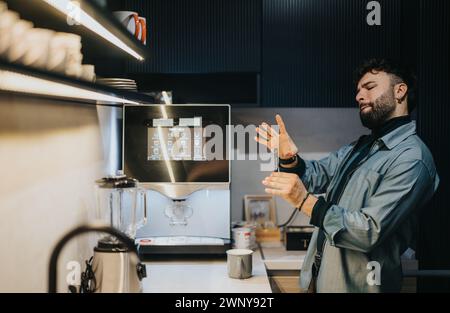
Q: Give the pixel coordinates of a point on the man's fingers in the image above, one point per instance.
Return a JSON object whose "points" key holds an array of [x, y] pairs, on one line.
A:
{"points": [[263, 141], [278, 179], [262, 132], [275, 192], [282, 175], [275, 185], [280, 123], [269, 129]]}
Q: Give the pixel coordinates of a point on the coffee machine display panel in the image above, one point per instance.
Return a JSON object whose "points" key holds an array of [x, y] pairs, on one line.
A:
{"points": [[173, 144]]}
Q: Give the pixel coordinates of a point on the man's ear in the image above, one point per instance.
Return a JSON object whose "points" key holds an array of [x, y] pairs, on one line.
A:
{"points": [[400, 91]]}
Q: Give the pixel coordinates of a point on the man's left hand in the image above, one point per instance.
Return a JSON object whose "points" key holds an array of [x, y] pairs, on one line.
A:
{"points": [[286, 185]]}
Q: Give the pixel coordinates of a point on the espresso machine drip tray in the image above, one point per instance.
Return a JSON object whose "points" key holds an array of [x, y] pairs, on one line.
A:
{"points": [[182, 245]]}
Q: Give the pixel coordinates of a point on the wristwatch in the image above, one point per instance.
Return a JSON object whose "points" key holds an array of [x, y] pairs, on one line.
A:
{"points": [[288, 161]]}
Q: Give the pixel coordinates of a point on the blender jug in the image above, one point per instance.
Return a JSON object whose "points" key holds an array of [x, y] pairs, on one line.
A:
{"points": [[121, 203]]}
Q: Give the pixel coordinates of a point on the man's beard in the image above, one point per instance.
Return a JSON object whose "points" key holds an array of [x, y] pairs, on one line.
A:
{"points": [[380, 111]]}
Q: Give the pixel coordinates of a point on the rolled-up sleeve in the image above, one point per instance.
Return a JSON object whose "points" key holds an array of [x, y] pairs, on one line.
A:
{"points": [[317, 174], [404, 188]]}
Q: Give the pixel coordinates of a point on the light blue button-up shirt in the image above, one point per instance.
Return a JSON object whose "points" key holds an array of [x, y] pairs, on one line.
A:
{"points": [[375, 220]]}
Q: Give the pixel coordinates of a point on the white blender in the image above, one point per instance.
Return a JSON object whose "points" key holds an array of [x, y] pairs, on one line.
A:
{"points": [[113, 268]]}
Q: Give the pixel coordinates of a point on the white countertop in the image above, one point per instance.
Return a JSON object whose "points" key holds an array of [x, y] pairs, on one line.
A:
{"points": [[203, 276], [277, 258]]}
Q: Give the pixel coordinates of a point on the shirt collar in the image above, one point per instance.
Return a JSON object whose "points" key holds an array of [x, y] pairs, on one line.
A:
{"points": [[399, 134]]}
---+---
Task requirements:
Beginning with the line that contains "the white blender", repeat every line through the end of the records and nothing more.

Output for this exercise:
Q: Give the pixel coordinates of a point on the white blender in the image above, one point per instance.
Return a JSON object whose "points" key holds an array of [x, y] pairs, on one line.
A:
{"points": [[113, 268]]}
Q: Give the pixel coordinates of a point on the white countertop in the image above, one point per instance.
Return a JSON object whose "points" key holds an array of [x, y] pairs, on one line.
A:
{"points": [[203, 276], [277, 258]]}
Q: Give the pixel coordinates of a point on the shirt collar in the image above, one point per instance.
Return a JSON object whose "points" key holds an array of [x, y] pairs, on one line.
A:
{"points": [[399, 134]]}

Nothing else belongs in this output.